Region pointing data
# # # # # # #
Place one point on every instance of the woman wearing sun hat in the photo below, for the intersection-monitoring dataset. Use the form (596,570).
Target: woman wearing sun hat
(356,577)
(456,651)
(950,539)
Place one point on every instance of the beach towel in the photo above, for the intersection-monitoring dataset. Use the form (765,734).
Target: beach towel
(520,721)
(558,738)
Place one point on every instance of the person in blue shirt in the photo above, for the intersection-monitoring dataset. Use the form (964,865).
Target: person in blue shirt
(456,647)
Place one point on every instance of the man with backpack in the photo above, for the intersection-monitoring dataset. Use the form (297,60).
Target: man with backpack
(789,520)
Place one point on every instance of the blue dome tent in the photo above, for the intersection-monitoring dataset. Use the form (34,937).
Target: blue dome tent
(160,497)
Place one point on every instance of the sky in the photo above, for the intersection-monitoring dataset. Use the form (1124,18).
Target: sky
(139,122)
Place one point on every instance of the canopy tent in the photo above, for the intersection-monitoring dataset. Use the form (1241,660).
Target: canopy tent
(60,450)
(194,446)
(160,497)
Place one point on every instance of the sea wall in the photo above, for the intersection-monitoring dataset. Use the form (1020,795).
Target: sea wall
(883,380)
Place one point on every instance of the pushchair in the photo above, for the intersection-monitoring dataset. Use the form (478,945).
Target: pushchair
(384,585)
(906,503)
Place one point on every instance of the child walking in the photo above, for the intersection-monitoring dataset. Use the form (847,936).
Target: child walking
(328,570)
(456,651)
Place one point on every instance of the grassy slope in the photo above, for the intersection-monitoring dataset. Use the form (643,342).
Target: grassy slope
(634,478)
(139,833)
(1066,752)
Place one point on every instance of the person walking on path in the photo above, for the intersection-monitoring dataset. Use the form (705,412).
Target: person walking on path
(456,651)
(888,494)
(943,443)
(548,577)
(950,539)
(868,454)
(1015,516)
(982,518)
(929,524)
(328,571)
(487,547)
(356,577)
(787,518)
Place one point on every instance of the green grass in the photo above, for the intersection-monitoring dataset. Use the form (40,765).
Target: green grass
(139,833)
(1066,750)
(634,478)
# # # # # # #
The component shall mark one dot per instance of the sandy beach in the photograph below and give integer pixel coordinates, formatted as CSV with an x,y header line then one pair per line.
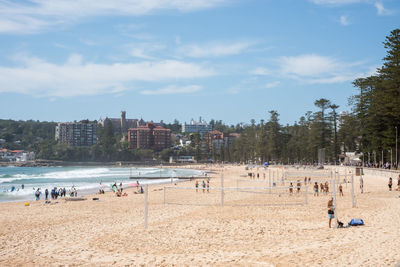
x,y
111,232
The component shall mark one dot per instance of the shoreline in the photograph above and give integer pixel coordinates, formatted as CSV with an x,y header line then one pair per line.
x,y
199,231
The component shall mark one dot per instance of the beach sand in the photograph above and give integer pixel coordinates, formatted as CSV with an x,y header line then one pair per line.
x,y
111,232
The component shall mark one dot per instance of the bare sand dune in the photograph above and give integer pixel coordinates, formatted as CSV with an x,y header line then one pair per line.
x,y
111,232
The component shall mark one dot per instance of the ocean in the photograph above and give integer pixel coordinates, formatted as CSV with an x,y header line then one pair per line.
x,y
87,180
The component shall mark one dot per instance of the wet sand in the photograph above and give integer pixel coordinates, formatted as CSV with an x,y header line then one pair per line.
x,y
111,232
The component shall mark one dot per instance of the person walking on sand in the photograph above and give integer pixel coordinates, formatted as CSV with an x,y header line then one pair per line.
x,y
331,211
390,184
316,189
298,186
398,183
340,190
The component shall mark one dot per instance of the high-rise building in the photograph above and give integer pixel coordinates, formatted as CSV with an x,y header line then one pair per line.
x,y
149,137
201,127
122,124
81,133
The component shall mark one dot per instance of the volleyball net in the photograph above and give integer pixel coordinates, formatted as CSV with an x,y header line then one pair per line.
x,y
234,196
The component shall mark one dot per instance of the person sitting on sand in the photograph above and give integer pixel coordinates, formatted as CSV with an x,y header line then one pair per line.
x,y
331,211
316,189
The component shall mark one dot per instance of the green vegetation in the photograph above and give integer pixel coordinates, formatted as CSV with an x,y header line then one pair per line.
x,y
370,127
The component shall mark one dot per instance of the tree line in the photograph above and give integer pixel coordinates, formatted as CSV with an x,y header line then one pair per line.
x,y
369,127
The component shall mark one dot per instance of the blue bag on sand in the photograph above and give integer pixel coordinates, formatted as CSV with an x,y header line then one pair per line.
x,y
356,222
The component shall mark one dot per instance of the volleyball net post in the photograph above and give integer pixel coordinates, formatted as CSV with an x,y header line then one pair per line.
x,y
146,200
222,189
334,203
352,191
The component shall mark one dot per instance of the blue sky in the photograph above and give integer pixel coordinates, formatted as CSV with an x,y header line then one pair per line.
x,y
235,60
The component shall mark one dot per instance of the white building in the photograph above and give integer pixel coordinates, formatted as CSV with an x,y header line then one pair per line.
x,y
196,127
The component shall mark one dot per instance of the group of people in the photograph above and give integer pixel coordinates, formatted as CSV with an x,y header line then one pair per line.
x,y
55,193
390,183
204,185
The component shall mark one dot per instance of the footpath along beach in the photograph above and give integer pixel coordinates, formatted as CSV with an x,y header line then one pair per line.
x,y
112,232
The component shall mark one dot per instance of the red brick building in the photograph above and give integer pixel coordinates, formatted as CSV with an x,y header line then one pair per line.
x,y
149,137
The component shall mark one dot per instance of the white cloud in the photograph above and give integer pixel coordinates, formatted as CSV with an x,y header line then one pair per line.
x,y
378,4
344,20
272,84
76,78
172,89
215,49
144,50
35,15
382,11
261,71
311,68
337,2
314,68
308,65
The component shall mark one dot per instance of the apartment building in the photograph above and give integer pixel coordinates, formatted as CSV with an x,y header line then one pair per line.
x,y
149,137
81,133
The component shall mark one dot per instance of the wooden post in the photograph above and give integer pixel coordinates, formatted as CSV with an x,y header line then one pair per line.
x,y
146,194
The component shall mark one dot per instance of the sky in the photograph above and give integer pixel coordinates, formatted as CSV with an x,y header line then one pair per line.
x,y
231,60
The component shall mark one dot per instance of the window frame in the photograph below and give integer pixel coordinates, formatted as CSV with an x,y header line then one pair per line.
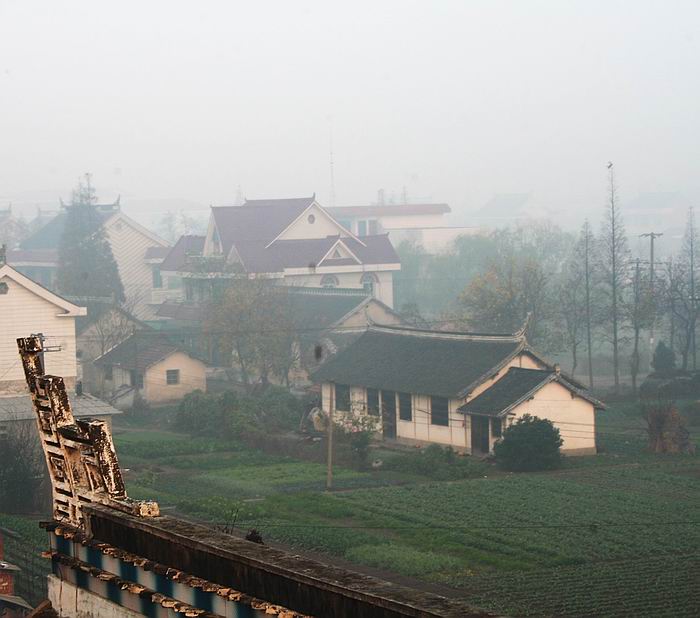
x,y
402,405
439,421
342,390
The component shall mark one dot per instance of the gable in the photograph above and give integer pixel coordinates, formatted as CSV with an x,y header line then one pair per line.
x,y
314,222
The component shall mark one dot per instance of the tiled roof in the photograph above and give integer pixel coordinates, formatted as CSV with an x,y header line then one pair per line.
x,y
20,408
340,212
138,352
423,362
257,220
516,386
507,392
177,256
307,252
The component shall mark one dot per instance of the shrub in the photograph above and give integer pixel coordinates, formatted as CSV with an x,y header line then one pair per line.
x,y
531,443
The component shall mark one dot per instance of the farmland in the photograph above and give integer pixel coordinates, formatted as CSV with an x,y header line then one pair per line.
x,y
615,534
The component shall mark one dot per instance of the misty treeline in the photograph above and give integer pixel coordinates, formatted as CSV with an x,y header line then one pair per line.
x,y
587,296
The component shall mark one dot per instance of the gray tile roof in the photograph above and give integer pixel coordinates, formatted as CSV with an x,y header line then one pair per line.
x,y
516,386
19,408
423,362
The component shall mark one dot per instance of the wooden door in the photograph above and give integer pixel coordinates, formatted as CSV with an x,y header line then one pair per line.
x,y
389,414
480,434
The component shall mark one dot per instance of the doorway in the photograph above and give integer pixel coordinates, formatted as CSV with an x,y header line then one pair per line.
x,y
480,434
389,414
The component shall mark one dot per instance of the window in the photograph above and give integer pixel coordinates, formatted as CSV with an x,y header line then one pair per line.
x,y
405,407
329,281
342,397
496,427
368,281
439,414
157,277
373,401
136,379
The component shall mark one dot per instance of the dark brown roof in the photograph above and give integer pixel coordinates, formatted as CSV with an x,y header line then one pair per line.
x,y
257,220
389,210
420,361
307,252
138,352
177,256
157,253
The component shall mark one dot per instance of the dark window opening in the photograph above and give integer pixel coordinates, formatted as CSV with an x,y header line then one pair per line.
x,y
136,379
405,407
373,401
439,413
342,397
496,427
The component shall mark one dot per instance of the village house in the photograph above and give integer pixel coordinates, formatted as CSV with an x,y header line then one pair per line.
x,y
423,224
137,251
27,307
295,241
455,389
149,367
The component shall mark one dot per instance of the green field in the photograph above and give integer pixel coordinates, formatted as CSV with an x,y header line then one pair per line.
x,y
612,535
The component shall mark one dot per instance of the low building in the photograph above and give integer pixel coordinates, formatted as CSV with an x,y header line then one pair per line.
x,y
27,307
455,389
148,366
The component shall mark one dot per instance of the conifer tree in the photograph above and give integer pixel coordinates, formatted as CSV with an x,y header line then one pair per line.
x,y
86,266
# # # # # # #
WHAT YOU SHOULD DO: In the records above, find the line with "Place one point on every instance of the man"; write out exactly that line and each one after it, stopping after the line with "Place one point on every instance of the blue".

ANSWER TO THE PROBLEM:
Place one point on every instance of the man with backpack in the photo above, for the intersection-monitoring dataset. Use the form (297,60).
Target: man with backpack
(789,520)
Place one point on every instance of the blue dome tent in the photo above, for the intersection-monitoring dataset. Use the form (34,937).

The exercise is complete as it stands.